* _WHAT YOU ARE ASKED TO DO_
Copy out, exactly as given, every line from the line with "the window pane." to the end of the listing, both of those lines included.

(Dataset items)
☆ ☆ ☆ ☆ ☆

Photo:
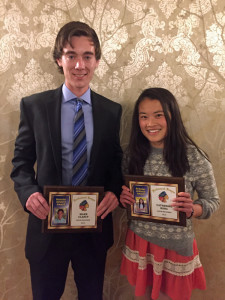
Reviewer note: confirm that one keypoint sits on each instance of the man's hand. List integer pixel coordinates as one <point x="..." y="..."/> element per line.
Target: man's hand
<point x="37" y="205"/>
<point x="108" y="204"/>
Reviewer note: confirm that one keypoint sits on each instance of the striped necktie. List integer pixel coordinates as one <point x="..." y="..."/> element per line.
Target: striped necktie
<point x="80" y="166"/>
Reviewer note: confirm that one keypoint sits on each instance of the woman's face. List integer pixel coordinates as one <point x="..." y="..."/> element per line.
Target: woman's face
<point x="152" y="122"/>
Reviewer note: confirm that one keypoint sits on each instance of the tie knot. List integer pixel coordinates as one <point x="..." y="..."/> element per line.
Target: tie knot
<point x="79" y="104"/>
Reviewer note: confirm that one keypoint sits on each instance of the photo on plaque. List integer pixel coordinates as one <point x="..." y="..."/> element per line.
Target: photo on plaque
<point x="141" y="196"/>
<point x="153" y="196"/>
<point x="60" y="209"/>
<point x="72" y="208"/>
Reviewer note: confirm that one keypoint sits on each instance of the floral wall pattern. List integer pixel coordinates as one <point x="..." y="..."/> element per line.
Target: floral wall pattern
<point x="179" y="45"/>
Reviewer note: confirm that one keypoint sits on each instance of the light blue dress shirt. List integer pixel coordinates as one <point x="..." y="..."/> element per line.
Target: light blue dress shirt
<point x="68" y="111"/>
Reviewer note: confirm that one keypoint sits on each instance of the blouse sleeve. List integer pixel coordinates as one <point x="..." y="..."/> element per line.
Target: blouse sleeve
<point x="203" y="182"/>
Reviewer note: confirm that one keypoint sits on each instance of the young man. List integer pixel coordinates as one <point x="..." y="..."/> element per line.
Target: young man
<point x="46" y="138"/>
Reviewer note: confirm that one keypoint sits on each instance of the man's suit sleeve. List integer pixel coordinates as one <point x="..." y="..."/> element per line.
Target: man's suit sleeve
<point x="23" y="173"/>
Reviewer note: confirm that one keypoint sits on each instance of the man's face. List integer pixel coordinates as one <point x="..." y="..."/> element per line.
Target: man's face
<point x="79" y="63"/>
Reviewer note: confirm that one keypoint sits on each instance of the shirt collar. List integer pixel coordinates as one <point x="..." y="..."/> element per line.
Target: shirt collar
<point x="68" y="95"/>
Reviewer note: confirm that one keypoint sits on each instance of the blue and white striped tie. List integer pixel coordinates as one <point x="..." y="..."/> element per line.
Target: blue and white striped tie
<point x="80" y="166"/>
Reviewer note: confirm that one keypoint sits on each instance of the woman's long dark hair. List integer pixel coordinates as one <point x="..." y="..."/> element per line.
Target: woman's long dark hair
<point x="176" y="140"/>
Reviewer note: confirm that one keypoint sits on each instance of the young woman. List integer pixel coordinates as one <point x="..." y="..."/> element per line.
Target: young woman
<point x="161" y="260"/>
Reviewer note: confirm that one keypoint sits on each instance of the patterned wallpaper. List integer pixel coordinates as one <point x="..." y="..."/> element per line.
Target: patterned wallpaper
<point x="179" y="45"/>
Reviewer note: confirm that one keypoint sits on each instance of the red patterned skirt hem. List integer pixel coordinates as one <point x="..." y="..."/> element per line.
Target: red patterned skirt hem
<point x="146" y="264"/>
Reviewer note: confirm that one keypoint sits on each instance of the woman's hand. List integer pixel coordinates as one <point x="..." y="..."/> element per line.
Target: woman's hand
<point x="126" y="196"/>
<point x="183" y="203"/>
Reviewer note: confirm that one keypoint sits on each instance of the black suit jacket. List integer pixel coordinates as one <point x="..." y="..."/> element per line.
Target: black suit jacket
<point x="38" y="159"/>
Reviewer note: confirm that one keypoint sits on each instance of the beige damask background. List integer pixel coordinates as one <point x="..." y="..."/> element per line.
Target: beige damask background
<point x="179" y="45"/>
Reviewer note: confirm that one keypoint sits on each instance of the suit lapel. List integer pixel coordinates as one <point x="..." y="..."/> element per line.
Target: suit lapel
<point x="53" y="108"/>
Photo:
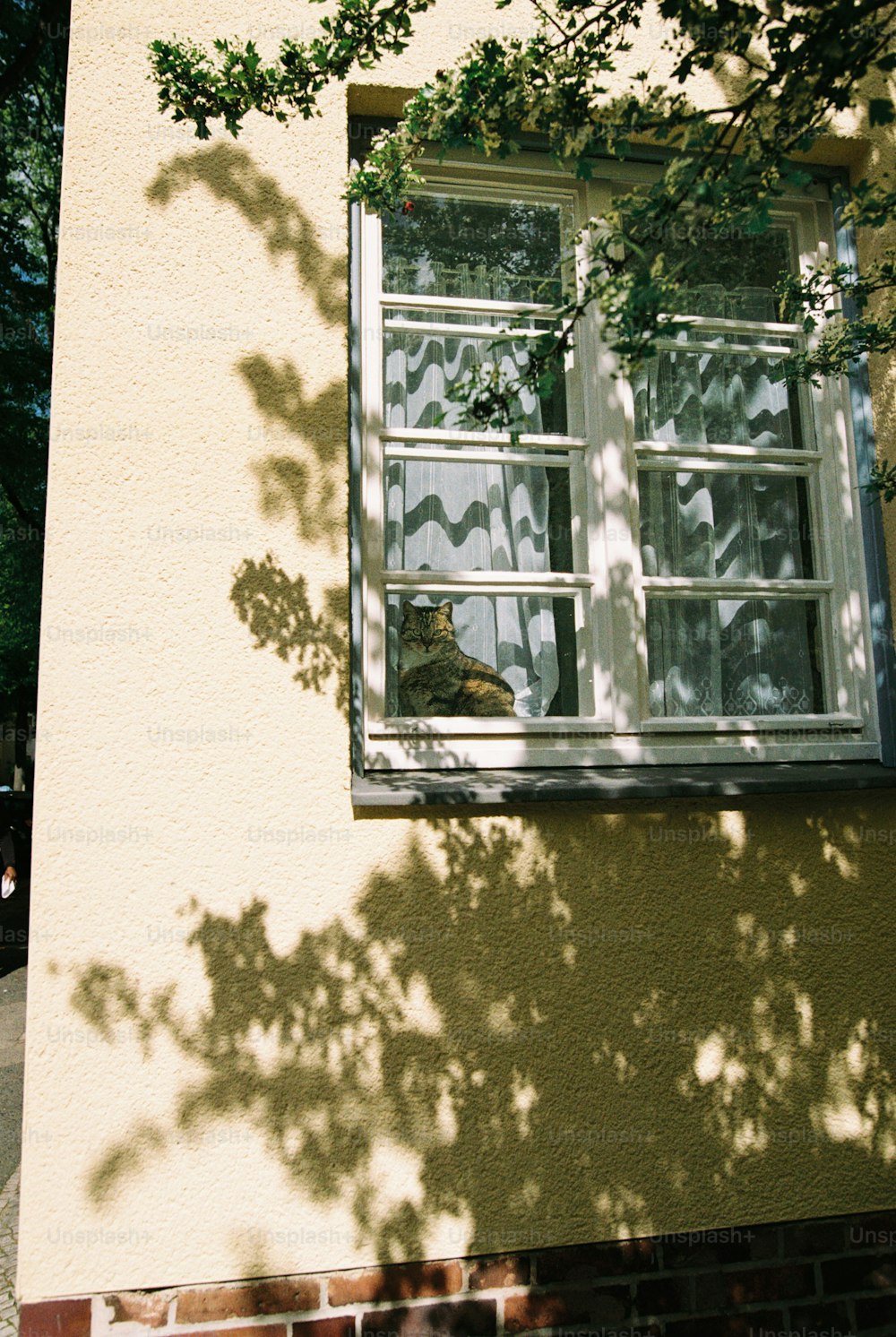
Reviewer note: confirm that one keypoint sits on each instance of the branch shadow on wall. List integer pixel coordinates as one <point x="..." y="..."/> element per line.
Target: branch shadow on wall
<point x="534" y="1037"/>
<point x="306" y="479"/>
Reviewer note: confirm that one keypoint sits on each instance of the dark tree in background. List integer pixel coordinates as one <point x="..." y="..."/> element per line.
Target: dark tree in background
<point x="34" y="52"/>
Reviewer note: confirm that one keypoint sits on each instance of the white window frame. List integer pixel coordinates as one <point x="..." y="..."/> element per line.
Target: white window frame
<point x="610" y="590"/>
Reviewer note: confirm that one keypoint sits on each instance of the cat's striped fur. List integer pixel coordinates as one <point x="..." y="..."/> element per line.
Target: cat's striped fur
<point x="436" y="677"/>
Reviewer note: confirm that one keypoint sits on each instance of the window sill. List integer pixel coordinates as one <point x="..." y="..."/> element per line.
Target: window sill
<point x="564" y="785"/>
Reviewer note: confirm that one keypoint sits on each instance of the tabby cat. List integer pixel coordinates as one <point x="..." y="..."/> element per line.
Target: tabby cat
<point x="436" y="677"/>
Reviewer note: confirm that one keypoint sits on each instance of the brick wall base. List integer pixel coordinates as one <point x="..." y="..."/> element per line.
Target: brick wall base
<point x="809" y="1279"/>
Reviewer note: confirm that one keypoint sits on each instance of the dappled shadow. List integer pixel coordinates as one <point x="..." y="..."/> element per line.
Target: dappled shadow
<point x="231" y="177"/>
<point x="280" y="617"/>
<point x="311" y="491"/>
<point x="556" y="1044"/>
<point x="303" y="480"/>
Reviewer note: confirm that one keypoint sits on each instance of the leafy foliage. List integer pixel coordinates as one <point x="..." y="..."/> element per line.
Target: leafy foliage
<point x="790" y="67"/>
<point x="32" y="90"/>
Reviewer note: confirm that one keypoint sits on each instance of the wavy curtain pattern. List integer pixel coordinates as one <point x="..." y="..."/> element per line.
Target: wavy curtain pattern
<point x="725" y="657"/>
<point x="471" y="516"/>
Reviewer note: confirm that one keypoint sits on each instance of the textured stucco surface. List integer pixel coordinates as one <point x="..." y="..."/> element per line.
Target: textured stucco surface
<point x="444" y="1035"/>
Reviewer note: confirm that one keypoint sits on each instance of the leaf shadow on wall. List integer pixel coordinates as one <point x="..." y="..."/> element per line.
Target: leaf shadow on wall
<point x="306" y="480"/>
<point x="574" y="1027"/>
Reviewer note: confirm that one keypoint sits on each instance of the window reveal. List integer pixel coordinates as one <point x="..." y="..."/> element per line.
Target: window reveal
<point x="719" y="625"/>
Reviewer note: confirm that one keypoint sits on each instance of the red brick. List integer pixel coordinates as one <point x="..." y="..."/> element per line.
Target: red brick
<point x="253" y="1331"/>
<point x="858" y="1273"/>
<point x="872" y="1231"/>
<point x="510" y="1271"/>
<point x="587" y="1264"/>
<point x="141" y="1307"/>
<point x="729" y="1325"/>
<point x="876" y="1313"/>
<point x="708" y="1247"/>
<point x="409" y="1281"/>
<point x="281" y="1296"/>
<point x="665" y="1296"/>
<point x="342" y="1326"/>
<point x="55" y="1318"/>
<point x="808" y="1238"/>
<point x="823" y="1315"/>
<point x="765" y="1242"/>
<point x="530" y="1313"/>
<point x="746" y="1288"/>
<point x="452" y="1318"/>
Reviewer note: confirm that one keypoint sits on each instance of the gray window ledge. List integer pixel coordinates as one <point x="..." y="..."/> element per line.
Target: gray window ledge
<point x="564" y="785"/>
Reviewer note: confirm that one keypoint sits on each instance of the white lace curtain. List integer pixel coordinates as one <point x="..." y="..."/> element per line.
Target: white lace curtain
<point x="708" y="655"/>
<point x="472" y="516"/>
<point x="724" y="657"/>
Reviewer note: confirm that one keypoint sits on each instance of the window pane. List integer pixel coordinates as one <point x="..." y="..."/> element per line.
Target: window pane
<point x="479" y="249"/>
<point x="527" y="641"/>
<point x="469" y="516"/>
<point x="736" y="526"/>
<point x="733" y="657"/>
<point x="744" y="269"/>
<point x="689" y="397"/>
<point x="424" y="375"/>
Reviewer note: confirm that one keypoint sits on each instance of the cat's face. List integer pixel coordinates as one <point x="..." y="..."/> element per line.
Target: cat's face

☆ ☆ ☆ ☆ ☆

* _TASK RESPONSE_
Reviewer note: confirm that one keypoint sits on each instance of the window pane. List integer pixel coordinates as one <point x="..." y="..."/> element per line.
Target: window pane
<point x="479" y="249"/>
<point x="527" y="641"/>
<point x="469" y="516"/>
<point x="736" y="526"/>
<point x="733" y="657"/>
<point x="744" y="269"/>
<point x="689" y="397"/>
<point x="424" y="375"/>
Reviewer note: confirm that one keypoint sits on each instance of the cat's face. List integer pixel coordinates as one <point x="..." y="..."/> element per line.
Target: cat's face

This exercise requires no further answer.